Quoted passage –
☆ ☆ ☆
Tim Twiss said:
What you got against these books Mark? Don't you like the music in them? NOBODY says it is the only thing. But it is a good thing. It must have existed.....yes, I think it did. I like that music. I did not grow up in the south. I'm grateful to have something like that. I think they were snapshots of something that existed at the time. Of course, not the only game in town, but good stuff.
"deliberate, commercially designed productions for beginners, packaged in a handful of cities in the North"
I think that is a narrow and snobby view of the music. Too much effort into detail to be a brush off commercial product. I detect detail and care in the arrangements. Not everybody's cup of tea, but why knock it?
Mark Weems said....
To my mind, however, to study them independently of the greater living folk tradition of old time banjo (Clawhammer, Round Peak, etc.) is where the real snobbery lies.
Mark...why you picking such an attitude with this stuff? We're all on the same team. I respect highly what you do. All I feel from you is an attitude with little support for my research and playing. I'm just sharing what I do....and it is different from you. It IS studied at the exclusion of looking at other styles. I really don't care for most of the other stuff. Never listened to it....not interested. My background is vastly different and steeped in modern popular traditions and Classical music. But, that is who I am. If you don't care for it, that's fine. I am taking a pure look at something....understanding it the best I can.
Mark - I feel its a bit of an overstatement to claim there was much of a BANJO folk tradition existing before the first tutors were available. What was there was not exactly a white tradition in any event.
I didn't realize we were only considering 'white banjo traditions' for the discussion. (!)
Before Joe Sweeney and very few others there's indications that the black slaves had a banjo tradition, but not scores of traditions, and certainly not yet the white traditions that developed in the hills. Those many other traditions of which you speak apparently developed after the Civil War as the country amalgated and the banjo itself was disseminated into the boonies.
"Apparently" ? According to who? Is it merely 'apparent' they did not exist because such folk styles had no instructional booklets commercially published and distributed? Or, perhaps various traditions of banjo playing styles which Mark refers to were developing well before the Civil War, in populated and agricultural regions of the South and the Caribbean... regions that were not necessarily remote or inaccessible but rather were well traveled by both whites and blacks variously involved in trade, settlement building, slavery, shipping, agriculture...and maybe such banjo traditions also made their way later on (along with banjos) 'into the boonies' as you say, after the CW.
Well, Tim, I think the effort to recreate the authentic minstrel banjo style is a triumphant success, your effort especially, and I do find that your playing has a lot of the bounce/swing/swagger the music must have had. It is wonderful that this music was saved, by this considerable effort by modern players such as yourself, as well as what were considerable efforts by the authors of the banjo tutors to capture what they must have been doing. It's fun music to play and listen to, and I think what you are doing must be darn close to what they were doing. You've made it real. Hear, hear! And your pedagogical effort to help others learn this music is extremely generous.
☆ ☆ ☆
Collected material –
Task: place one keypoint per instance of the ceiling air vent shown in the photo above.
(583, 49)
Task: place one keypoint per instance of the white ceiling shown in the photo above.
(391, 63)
☆ ☆ ☆
Written request A – In the banjo discussion, which two examples appear in parentheses for the greater living folk tradition of old time banjo?
Written request B – Resume the banjo discussion after its final sentence.
The listing has nothing to do with this.

Written answer A – Clawhammer and Round Peak.

Written answer B –
Not surprisingly, I disagree fundamentally with Dan'l's assertion that there was not much of a banjo tradition going on before minstrelsy and the tutors, however. There's plenty of evidence for it, if you know how to read history. And I know I always toot the Gottschalk horn, but there it is--a dead ringer for what survives as clawhammer banjo style, even with various chordal textures, and a West African-style phrase structure and repetitive architecture that sure didn't come from minstrel players or Europe (it is only hinted at in tunes like "Juba" and a few others). The fact that we find that as early as the earliest tutors and in the early 20th century all over the place is certainly evidence that West African performance practice was going strong as a parallel development and that there must have been direct interactions with black and white banjo players outside the professional performance context. If modern players are drawn to a synthesis of the rediscovered tradition and surviving banjo performance practice, it is not out of the question that such a blend is historically accurate, though probably not a feature of the minstrel stage. Personally, I am drawn to exploring what is possible as much as what is certain.
There are lots of choices a modern player can make with all of this wonderful music, and I find that I am extremely opinionated and "snobby" with what I choose to do with my own music--such a focus is any player's prerogative and arguably essential to any artistic pursuit--but I am loath to tell anyone else what to do, especially when it their efforts are so delightful. I find myself enthusiastic about everyone's music on this site.
Tim, don't be so sensitive. Although we seem to have some different ideas about this stuff, I agree that we are on the same research team. You don't need to feel that I don't support your research - I think your work represents a monumental contribution to the study of Minstrel Banjo Style, and one that we have all benefited from.
Well stated Paul. :)
Ahhh....happy sigh. Let's bring this one in for a landing now.
Anyway, back to the first point.....I hope those of you that get my recording of the entire Buckley 1868 enjoy it.
I'M sure enjoying it, Tim. Still. This stuff gets under your skin. I could never play most of it. I don't venture beyond the ninth fret. I've been having visions of minstrels and the old days all day.
Thanks Terry. I'm sure it's nice to hear your baby singin' real purty.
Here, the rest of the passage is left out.